**Extracted text:**
Monthly Archives: September 2011

The Thing plus a prequel

Kurt Russel, such a handsome devil.

I’m sure most everyone has seen John Carpenter’s The Thing (1982) by now, but if you haven’t, here’s me saying you probably should. I make a point of watching it every year or so. There’s not many films that compel me to watch them so often, but I just can’t get enough of Carpenter‘s approach to this premise. And it’s a simple one: a group of men work at a research outpost somewhere in Antarctica where they encounter an alien life form that imitates other living beings perfectly. Its intentions are never made clear, but its presence doesn’t bode well for the Americans (or the Norwegians for that matter).

No, the Norwegians punch their tickets at the very beginning of the film, because they fail so miserably at chasing down a simple dog. That dog is then taken in by the American research team. It’s not just a dog, however, and even after watching the film dozens of times, I still find myself hoping the Norwegians would do a better job of wasting it. Instead, they go digging after a live grenade in a pile of snow.

**Information provided:**
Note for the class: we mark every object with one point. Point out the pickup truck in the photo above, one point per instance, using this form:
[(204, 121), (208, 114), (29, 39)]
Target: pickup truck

**Task instructions:**
Rewrite the passage of the post on The Thing that begins with "The Thing plus" and ends with "for that matter).", replacing "Antarctica" with "Alaska".

**Solution:**
The Thing plus a prequel

Kurt Russel, such a handsome devil.

I’m sure most everyone has seen John Carpenter’s The Thing (1982) by now, but if you haven’t, here’s me saying you probably should. I make a point of watching it every year or so. There’s not many films that compel me to watch them so often, but I just can’t get enough of Carpenter‘s approach to this premise. And it’s a simple one: a group of men work at a research outpost somewhere in Alaska where they encounter an alien life form that imitates other living beings perfectly. Its intentions are never made clear, but its presence doesn’t bode well for the Americans (or the Norwegians for that matter).